La efeméride del Día de la
Soberanía Nacional no debe leerse como una pieza de museo, sino como un espejo
incómodo para la política actual. Del coraje de Mansilla a la tibieza
diplomática reciente: por qué la batalla de 1845 marca el único camino posible
para recuperar Malvinas.
Por Román Reynoso
Cada 20 de noviembre, el
calendario argentino nos impone una pausa reflexiva que va mucho más allá del
reordenamiento de los feriados turísticos. Al conmemorar el Día de la
Soberanía Nacional, la memoria colectiva viaja obligadamente a 1845, a las
aguas del Río Paraná, donde se libró la épica Batalla de la Vuelta de
Obligado.
Sin embargo, reducir este
hecho a una postal escolar sería un error garrafal. Aquel enfrentamiento
desigual de la Confederación Argentina contra la coalición anglo-francesa —las
dos superpotencias militares de la época— sentó un precedente de jurisprudencia
y dignidad que hoy, casi dos siglos después, sigue siendo la columna vertebral
de nuestro reclamo por el Atlántico Sur y las Islas Malvinas.
El cerrojo estratégico en el
Nudo del Paraná
El casus belli que
detonó la agresión europea no fue un malentendido diplomático, sino una firme
decisión de Estado. El Brigadier General Juan Manuel de Rosas, a cargo
de las Relaciones Exteriores de la Confederación, trazó una línea roja: la
prohibición de navegar los ríos interiores (Paraná y Uruguay) a buques
extranjeros sin la debida fiscalización nacional. No era un capricho; era una
medida proteccionista para blindar las economías regionales frente al libre
comercio depredador que Londres y París pretendían imponer a cañonazos.

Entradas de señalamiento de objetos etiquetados

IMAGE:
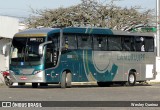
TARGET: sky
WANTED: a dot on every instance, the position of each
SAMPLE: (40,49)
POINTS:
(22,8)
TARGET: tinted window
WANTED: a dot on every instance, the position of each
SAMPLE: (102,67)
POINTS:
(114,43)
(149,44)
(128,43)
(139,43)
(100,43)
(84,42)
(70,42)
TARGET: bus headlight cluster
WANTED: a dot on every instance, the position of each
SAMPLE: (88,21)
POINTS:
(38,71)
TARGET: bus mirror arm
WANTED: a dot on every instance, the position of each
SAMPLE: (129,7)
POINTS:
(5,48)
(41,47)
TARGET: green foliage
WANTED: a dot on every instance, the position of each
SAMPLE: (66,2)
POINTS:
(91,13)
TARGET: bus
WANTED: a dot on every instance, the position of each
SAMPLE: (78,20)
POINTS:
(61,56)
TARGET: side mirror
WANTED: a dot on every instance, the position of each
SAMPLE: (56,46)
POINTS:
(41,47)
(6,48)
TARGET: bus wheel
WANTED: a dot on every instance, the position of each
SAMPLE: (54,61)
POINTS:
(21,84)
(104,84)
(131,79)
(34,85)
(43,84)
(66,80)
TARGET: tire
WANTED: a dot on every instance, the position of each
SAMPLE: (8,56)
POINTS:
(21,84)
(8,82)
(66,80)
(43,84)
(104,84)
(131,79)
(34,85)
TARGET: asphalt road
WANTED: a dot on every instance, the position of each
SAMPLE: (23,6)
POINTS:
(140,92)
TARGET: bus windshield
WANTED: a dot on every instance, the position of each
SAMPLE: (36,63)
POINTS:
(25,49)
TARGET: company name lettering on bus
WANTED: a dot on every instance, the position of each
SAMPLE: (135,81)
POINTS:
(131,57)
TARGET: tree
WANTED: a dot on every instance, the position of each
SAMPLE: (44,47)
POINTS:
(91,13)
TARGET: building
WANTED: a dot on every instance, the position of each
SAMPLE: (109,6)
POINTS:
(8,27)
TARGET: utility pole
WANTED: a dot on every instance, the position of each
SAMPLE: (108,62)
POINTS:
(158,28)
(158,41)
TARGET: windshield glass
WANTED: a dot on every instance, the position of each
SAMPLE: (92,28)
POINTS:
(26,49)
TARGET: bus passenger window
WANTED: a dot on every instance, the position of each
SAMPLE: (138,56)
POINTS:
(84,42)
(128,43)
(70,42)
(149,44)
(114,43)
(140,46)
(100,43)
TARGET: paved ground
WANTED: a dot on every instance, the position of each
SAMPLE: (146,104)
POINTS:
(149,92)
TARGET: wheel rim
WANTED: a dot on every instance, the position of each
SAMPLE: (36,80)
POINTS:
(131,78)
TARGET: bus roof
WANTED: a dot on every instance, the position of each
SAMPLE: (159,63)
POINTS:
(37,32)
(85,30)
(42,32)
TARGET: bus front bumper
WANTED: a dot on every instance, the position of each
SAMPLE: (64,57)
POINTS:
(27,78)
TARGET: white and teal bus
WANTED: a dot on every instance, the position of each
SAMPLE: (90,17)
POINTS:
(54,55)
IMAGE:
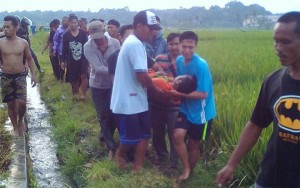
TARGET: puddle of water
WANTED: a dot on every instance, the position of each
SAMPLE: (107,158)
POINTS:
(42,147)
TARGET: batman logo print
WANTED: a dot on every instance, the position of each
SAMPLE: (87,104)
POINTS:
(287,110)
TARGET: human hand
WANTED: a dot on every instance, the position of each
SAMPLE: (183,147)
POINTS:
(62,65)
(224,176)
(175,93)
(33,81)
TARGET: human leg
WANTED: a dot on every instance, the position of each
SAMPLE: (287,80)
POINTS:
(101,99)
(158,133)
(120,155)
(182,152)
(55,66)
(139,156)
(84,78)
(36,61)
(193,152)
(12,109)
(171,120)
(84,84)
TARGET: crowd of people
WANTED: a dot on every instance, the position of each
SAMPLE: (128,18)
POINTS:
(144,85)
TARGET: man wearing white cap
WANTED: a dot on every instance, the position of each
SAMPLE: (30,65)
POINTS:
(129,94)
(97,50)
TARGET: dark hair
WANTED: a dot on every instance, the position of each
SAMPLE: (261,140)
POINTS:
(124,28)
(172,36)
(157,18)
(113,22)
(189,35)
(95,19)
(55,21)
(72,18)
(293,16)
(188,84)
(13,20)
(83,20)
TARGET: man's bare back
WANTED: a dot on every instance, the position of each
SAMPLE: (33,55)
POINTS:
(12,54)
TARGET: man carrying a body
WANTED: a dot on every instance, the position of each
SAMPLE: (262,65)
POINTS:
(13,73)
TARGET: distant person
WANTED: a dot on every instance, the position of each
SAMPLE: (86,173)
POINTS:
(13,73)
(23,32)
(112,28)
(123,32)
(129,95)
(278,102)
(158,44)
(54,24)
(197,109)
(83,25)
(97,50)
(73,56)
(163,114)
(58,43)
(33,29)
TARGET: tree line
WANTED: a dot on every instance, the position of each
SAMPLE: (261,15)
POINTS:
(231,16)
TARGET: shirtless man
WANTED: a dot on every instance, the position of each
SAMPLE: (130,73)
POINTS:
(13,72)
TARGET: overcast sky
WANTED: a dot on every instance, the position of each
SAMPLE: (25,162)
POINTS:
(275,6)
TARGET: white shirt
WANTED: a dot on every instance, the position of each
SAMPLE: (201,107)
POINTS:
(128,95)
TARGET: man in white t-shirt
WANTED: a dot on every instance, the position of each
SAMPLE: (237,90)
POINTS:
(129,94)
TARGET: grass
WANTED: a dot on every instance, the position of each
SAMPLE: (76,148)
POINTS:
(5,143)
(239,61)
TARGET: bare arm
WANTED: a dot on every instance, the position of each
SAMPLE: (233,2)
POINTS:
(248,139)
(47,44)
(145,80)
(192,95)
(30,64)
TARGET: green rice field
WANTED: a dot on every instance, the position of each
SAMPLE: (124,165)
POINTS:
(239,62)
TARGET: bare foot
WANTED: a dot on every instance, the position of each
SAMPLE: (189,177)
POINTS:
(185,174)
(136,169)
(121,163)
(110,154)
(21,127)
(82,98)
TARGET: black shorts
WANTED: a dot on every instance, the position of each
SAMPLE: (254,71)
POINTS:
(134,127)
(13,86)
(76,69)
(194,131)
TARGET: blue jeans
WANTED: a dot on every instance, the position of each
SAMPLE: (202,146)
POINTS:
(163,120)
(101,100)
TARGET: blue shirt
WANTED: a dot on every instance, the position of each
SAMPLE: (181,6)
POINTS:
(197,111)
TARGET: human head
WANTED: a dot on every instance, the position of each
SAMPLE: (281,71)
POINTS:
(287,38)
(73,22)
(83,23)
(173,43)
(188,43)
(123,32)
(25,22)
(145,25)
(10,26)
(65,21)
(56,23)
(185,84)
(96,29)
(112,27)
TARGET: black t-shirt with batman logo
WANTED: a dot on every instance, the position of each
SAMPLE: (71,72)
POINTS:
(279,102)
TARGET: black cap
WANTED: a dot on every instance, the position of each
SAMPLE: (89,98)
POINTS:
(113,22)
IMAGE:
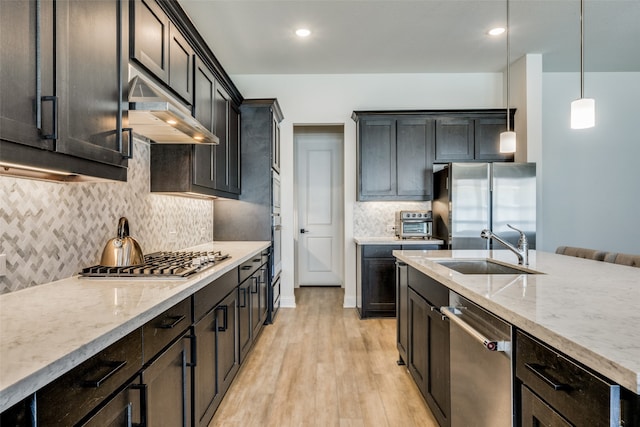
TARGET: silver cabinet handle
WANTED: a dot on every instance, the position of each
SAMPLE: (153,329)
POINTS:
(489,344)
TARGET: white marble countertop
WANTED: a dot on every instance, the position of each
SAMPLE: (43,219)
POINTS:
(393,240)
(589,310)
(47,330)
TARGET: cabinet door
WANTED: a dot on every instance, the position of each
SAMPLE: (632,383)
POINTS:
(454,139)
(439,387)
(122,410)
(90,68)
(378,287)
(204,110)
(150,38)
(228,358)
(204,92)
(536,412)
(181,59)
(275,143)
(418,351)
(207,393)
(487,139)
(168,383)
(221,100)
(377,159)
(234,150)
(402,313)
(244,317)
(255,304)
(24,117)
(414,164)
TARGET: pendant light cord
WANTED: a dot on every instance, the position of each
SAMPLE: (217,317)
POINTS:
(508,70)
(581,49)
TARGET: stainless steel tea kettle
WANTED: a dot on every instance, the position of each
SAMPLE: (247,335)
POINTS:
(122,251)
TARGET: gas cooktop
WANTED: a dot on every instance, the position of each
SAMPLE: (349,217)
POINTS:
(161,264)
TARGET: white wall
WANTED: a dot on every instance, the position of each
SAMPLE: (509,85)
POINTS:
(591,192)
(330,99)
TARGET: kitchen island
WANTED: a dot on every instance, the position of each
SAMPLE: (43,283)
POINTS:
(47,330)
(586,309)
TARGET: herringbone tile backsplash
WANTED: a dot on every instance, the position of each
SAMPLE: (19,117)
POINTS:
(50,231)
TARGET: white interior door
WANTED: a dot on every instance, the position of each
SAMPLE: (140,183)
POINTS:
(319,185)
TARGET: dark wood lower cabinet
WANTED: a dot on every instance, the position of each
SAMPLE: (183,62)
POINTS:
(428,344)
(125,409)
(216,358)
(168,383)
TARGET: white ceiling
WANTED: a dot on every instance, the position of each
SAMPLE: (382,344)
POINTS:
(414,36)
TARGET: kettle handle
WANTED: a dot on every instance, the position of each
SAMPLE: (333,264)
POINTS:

▶ _Ejercicios por resolver_
1. Responde según el fragmento sobre el Día de la Soberanía Nacional:
(a) ¿En qué año se libró la Batalla de la Vuelta de Obligado?
(b) ¿Contra qué coalición se enfrentó la Confederación Argentina?
(c) ¿Qué ríos interiores quedaron vedados a los buques extranjeros sin la debida fiscalización nacional?
2. Por favor, copia del fragmento sobre el Día de la Soberanía Nacional el pasaje que va desde "Por Román Reynoso" hasta "las Islas Malvinas.", inclusive.

▶ _Respuestas_
1.
(a) En 1845.
(b) Contra la coalición anglo-francesa.
(c) El Paraná y el Uruguay.

2.
Por Román Reynoso
Cada 20 de noviembre, el
calendario argentino nos impone una pausa reflexiva que va mucho más allá del
reordenamiento de los feriados turísticos. Al conmemorar el Día de la
Soberanía Nacional, la memoria colectiva viaja obligadamente a 1845, a las
aguas del Río Paraná, donde se libró la épica Batalla de la Vuelta de
Obligado.
Sin embargo, reducir este
hecho a una postal escolar sería un error garrafal. Aquel enfrentamiento
desigual de la Confederación Argentina contra la coalición anglo-francesa —las
dos superpotencias militares de la época— sentó un precedente de jurisprudencia
y dignidad que hoy, casi dos siglos después, sigue siendo la columna vertebral
de nuestro reclamo por el Atlántico Sur y las Islas Malvinas.